EXERCISE OBJECTIVE ▸ Output every item below verbatim, keeping each line unchanged and in its original order.

DATASET ROWS ▸
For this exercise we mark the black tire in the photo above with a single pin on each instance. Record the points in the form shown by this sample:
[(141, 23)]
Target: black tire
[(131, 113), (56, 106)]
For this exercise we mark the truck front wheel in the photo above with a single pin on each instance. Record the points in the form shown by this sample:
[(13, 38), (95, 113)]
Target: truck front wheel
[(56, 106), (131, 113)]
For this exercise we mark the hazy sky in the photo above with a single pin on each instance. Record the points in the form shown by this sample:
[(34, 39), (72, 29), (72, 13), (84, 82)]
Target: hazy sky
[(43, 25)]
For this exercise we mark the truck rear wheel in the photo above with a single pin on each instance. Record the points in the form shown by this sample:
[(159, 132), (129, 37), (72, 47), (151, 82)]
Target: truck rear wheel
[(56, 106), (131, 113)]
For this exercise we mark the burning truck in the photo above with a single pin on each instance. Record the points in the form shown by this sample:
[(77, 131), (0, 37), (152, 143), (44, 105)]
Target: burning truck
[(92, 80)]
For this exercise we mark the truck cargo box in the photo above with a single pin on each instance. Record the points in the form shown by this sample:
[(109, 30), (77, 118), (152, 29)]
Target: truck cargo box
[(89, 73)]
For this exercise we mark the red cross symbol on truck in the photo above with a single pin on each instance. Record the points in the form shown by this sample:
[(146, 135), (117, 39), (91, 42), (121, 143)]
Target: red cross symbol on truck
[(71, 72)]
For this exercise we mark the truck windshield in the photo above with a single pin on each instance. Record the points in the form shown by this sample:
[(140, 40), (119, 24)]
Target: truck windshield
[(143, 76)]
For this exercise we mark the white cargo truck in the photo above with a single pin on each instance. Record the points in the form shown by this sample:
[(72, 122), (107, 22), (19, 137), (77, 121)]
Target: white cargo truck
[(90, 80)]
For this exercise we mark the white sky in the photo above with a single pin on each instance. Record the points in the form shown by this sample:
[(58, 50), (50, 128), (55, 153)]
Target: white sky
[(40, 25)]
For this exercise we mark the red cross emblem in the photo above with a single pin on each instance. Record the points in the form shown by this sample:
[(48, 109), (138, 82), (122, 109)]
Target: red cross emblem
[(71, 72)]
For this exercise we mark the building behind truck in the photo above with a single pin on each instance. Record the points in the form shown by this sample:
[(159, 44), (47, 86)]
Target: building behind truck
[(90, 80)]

COMPLETED TASK ▸
For this exercise we mark the black tire in the photo above with a single pin on each instance. Record the points in the form shown by this sample:
[(141, 23)]
Target: black tire
[(131, 113), (56, 106)]
For this exercise we mark the truck front wheel in the photo above with a single pin on each instance. Record the points in the form shown by this sample:
[(13, 38), (95, 113)]
Target: truck front wheel
[(56, 106), (131, 113)]
For this exercise we mark the hazy sky in the photo above with a single pin on each instance. Record the points in the form shown by this sample:
[(34, 39), (72, 29), (72, 13), (84, 82)]
Target: hazy sky
[(43, 25)]
For this exercise we mark the truck rear wheel in the photo above with a single pin on each instance. Record the points in the form shown by this sample:
[(159, 132), (129, 37), (72, 47), (151, 82)]
Target: truck rear wheel
[(56, 106), (131, 113)]
For this exercise we mark the burning truck in the photo above with a single pin on each instance. Record the points in the form shown by this sample:
[(77, 131), (0, 37), (152, 143), (44, 105)]
Target: burning truck
[(92, 80)]
For this exercise we mark the truck cargo box in the photo above with a single pin on each instance. Record the points in the form shown by this sample:
[(109, 30), (77, 118), (152, 29)]
Target: truck cargo box
[(89, 73)]
For this exercise we mark the red cross symbol on truck in the photo above with a single pin on each instance. Record the points in the form shown by this sample:
[(146, 135), (117, 39), (91, 42), (121, 143)]
Target: red cross symbol on truck
[(71, 72)]
For this exercise we mark the truck windshield in the photo above with a single pin on each instance. Record the points in the form shown by this sample:
[(140, 40), (119, 24)]
Target: truck windshield
[(143, 76)]
For this exercise we mark the white cargo truck in the photo above with a single pin on each instance. Record the points in the form shown by this sample:
[(72, 122), (107, 22), (19, 137), (77, 121)]
Target: white cargo truck
[(90, 80)]
For this exercise we mark the white sky in the photo above with a single pin on each instance. Record the points in the form shown by this sample:
[(58, 50), (50, 128), (55, 153)]
Target: white sky
[(40, 25)]
For this exercise we mark the red cross emblem in the photo above with a single pin on each instance. Record the points in the form shown by this sample:
[(48, 109), (138, 82), (122, 109)]
Target: red cross emblem
[(71, 72)]
For this exercise we mark the building behind truck in the photo above with a single pin on each instance. Record the points in the form shown by this sample:
[(159, 44), (47, 86)]
Target: building behind truck
[(90, 80)]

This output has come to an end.